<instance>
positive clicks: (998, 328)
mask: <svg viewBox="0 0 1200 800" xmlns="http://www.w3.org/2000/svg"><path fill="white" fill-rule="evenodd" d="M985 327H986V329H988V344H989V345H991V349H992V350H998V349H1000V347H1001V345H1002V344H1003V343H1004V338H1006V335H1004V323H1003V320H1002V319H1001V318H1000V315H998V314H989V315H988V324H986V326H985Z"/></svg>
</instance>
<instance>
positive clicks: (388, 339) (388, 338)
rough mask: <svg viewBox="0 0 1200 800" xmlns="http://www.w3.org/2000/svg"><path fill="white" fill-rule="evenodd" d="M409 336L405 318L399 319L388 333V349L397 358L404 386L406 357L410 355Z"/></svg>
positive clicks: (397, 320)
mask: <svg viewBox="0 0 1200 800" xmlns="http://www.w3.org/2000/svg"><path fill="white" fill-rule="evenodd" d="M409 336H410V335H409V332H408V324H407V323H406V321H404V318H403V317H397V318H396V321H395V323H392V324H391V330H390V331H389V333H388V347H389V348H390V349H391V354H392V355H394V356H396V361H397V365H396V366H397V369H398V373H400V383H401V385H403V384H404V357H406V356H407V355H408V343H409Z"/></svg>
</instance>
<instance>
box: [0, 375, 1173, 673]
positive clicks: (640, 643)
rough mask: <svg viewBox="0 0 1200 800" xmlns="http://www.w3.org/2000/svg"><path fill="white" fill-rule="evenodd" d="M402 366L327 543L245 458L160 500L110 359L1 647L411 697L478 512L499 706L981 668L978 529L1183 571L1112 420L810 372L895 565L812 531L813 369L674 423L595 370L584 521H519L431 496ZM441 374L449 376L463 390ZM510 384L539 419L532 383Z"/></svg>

________________________

- _HOW TO COMPLETE THIS TASK_: Give back the material in full, word for word.

- _TASK RESPONSE_:
<instance>
positive clicks: (998, 328)
mask: <svg viewBox="0 0 1200 800" xmlns="http://www.w3.org/2000/svg"><path fill="white" fill-rule="evenodd" d="M985 327H986V329H988V344H989V345H991V349H992V350H998V349H1000V347H1001V345H1002V344H1003V343H1004V338H1006V335H1004V323H1003V320H1002V319H1001V318H1000V315H998V314H989V315H988V324H986V326H985Z"/></svg>
</instance>
<instance>
positive clicks: (388, 339) (388, 338)
rough mask: <svg viewBox="0 0 1200 800" xmlns="http://www.w3.org/2000/svg"><path fill="white" fill-rule="evenodd" d="M409 336L405 318L399 319L388 333V349L397 358L404 386L406 357L410 355Z"/></svg>
positive clicks: (397, 320)
mask: <svg viewBox="0 0 1200 800" xmlns="http://www.w3.org/2000/svg"><path fill="white" fill-rule="evenodd" d="M409 336H410V335H409V332H408V324H407V323H406V321H404V318H403V317H397V318H396V321H395V323H392V324H391V330H390V331H389V333H388V347H389V348H390V349H391V354H392V355H394V356H396V361H397V365H396V366H397V369H398V373H400V383H401V385H403V384H404V357H406V356H407V355H408V343H409Z"/></svg>
</instance>
<instance>
box: [0, 375, 1173, 673]
positive clicks: (640, 643)
rough mask: <svg viewBox="0 0 1200 800" xmlns="http://www.w3.org/2000/svg"><path fill="white" fill-rule="evenodd" d="M402 366L327 543L245 458L160 500L110 359L1 647L411 697L478 512L499 706L981 668L978 529L1183 571L1112 420L810 372L895 565L812 531L813 369L674 423L595 370L584 521H519L431 496ZM441 374L449 376L463 390ZM510 384L539 419L532 383Z"/></svg>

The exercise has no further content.